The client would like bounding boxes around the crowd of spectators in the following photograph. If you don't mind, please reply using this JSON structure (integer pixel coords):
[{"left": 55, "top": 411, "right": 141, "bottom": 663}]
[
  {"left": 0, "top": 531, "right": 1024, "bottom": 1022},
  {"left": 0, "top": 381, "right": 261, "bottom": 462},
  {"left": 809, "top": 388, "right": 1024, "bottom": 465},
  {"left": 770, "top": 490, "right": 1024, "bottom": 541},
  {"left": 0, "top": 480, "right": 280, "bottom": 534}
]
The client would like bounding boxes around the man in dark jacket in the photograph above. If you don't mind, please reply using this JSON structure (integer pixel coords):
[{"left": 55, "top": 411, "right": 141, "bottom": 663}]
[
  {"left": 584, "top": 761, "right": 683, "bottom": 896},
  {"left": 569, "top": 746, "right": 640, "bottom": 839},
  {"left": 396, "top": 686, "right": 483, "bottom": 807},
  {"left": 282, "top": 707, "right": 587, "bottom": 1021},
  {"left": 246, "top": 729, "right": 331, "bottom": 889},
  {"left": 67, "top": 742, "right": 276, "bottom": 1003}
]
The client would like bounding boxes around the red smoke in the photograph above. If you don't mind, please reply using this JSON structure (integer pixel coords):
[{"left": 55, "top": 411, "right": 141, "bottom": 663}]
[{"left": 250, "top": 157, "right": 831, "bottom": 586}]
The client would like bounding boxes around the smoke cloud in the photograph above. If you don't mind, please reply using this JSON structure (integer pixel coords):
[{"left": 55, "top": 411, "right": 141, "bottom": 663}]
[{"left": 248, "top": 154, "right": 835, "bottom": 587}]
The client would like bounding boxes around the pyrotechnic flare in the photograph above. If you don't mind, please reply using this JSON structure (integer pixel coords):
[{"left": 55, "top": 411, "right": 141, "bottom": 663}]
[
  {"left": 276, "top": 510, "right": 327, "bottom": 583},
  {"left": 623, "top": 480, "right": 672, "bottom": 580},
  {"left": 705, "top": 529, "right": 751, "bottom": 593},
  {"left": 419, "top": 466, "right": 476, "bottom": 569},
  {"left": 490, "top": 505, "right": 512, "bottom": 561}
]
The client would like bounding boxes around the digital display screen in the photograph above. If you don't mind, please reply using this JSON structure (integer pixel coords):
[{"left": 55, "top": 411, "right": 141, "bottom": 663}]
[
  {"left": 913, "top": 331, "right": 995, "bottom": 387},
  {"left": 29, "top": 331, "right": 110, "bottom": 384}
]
________________________________________
Request:
Please revise all of the data above, replacing every occurrence of "The client" with "The customer" and leaving everything else unchanged.

Full answer:
The customer would like bounding boxes around the crowd of spectators in the following photograph. If you don't mind, please reply using this JSON structure (integer pixel coords):
[{"left": 55, "top": 411, "right": 141, "bottom": 663}]
[
  {"left": 0, "top": 531, "right": 1024, "bottom": 1022},
  {"left": 0, "top": 381, "right": 261, "bottom": 462},
  {"left": 809, "top": 388, "right": 1024, "bottom": 465},
  {"left": 770, "top": 490, "right": 1024, "bottom": 541},
  {"left": 0, "top": 480, "right": 280, "bottom": 534}
]
The customer would like bounding boxes around the man in dark jacket in the photograph above. If you don't mind, please reply using this JSON structure (integer pixel coords):
[{"left": 55, "top": 411, "right": 141, "bottom": 663}]
[
  {"left": 584, "top": 761, "right": 683, "bottom": 896},
  {"left": 569, "top": 746, "right": 640, "bottom": 839},
  {"left": 396, "top": 686, "right": 483, "bottom": 807},
  {"left": 282, "top": 707, "right": 587, "bottom": 1021},
  {"left": 246, "top": 729, "right": 331, "bottom": 889},
  {"left": 67, "top": 742, "right": 276, "bottom": 1003}
]
The customer would like bounding boxes around the red smoke in the photograph above. If you don't mind, please reply using this JSON structure (integer pixel coords):
[{"left": 55, "top": 411, "right": 141, "bottom": 663}]
[{"left": 250, "top": 157, "right": 831, "bottom": 586}]
The customer would like bounding boxes around the smoke cloud in the photograph above. If you don't mind, please reply using this JSON structure (integer pixel coords):
[{"left": 55, "top": 411, "right": 141, "bottom": 663}]
[{"left": 248, "top": 154, "right": 835, "bottom": 587}]
The customer would like bounding boxes around the pyrotechnic flare in the photograph above. If you don't mind, please reply using this JSON structure (integer pixel coords):
[{"left": 55, "top": 411, "right": 141, "bottom": 663}]
[
  {"left": 276, "top": 510, "right": 327, "bottom": 583},
  {"left": 623, "top": 480, "right": 672, "bottom": 580},
  {"left": 705, "top": 529, "right": 751, "bottom": 593},
  {"left": 419, "top": 466, "right": 476, "bottom": 569},
  {"left": 490, "top": 505, "right": 512, "bottom": 561}
]
The customer would like bounding boxes around the digital display screen in the photograph above. If you don't mind, please reply using this JSON structure (integer pixel coords):
[{"left": 55, "top": 411, "right": 141, "bottom": 663}]
[
  {"left": 913, "top": 331, "right": 995, "bottom": 387},
  {"left": 29, "top": 331, "right": 110, "bottom": 384}
]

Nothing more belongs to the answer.